▶ **Problem description**: Could you reproduce all of the records exactly?

(Stored items from a collection)
# # # # # # #
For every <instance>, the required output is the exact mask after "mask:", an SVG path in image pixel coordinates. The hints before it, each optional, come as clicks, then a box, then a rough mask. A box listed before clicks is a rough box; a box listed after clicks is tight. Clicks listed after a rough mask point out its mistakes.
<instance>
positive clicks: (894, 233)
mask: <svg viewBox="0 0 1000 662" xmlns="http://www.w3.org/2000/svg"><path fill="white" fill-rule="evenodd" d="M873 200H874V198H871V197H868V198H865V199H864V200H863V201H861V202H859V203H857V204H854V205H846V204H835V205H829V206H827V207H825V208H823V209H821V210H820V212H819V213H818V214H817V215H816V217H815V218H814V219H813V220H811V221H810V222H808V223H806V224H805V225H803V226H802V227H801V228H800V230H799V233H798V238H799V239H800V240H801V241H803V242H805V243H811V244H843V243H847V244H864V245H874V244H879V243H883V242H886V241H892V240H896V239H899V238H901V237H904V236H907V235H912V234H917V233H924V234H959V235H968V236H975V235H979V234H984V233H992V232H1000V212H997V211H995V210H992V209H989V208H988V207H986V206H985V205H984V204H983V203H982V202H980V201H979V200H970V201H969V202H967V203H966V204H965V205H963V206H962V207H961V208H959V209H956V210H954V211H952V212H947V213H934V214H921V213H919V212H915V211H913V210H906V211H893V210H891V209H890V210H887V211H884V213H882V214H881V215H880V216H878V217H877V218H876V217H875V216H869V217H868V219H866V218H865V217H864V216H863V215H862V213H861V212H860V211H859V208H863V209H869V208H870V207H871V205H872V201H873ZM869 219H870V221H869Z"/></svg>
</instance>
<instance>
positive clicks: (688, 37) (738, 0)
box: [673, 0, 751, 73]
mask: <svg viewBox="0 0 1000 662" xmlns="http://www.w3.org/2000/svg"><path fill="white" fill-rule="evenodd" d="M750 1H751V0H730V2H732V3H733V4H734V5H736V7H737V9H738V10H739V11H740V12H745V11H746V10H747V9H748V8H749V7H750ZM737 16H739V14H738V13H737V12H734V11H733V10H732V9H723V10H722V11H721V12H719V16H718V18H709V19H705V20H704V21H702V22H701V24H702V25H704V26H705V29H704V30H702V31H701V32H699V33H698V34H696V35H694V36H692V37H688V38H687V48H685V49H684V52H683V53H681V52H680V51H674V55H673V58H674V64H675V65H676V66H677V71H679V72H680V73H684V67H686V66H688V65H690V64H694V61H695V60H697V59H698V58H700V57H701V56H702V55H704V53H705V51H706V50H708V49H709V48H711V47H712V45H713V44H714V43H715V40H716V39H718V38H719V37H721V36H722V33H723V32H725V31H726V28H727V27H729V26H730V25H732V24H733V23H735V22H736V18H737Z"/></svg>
# # # # # # #
▶ **Exercise output**:
For every <instance>, the required output is the exact mask after "mask:", an SVG path in image pixel coordinates. The hints before it, each optional, come as clicks, then a box, then a rough mask. A box listed before clicks is a rough box; a box listed after clicks is tight. Clicks listed after a rough mask point out its mistakes.
<instance>
positive clicks: (894, 233)
mask: <svg viewBox="0 0 1000 662" xmlns="http://www.w3.org/2000/svg"><path fill="white" fill-rule="evenodd" d="M873 200H874V198H871V197H868V198H865V199H864V200H863V201H861V202H859V203H857V204H854V205H846V204H835V205H829V206H827V207H825V208H823V209H821V210H820V212H819V213H818V214H817V215H816V217H815V218H814V219H813V220H811V221H810V222H808V223H806V224H805V225H803V226H802V227H801V228H800V230H799V233H798V238H799V239H800V240H801V241H803V242H805V243H811V244H843V243H847V244H864V245H874V244H879V243H883V242H886V241H892V240H896V239H899V238H901V237H904V236H907V235H912V234H917V233H924V234H959V235H968V236H975V235H979V234H984V233H992V232H1000V212H997V211H995V210H992V209H989V208H988V207H986V206H985V205H984V204H983V203H982V202H980V201H979V200H970V201H969V202H967V203H966V204H965V205H963V206H962V207H961V208H959V209H956V210H954V211H952V212H947V213H934V214H921V213H919V212H915V211H913V210H906V211H893V210H891V209H890V210H887V211H884V213H882V214H881V215H880V216H878V217H877V218H876V217H875V216H869V217H868V219H866V218H865V217H864V216H863V215H862V213H861V212H860V211H859V208H863V209H869V208H870V207H871V205H872V201H873ZM869 219H870V221H869Z"/></svg>
</instance>
<instance>
positive clicks: (688, 37) (738, 0)
box: [673, 0, 751, 73]
mask: <svg viewBox="0 0 1000 662" xmlns="http://www.w3.org/2000/svg"><path fill="white" fill-rule="evenodd" d="M750 1H751V0H730V2H732V3H733V4H734V5H736V7H737V9H738V10H739V11H740V12H745V11H746V10H747V9H748V8H749V7H750ZM737 16H739V14H738V13H737V12H734V11H733V10H732V9H723V10H722V11H721V12H719V16H718V18H709V19H705V20H704V21H702V22H701V24H702V25H704V26H705V29H704V30H702V31H701V32H699V33H698V34H696V35H694V36H692V37H688V38H687V48H685V49H684V52H683V53H681V52H680V51H674V55H673V58H674V64H675V65H676V66H677V71H679V72H680V73H684V67H686V66H688V65H690V64H694V61H695V60H697V59H698V58H700V57H701V56H702V55H704V53H705V51H706V50H708V49H709V48H711V47H712V45H713V44H714V43H715V40H716V39H718V38H719V37H721V36H722V33H723V32H725V31H726V28H727V27H729V26H730V25H732V24H733V23H735V22H736V18H737Z"/></svg>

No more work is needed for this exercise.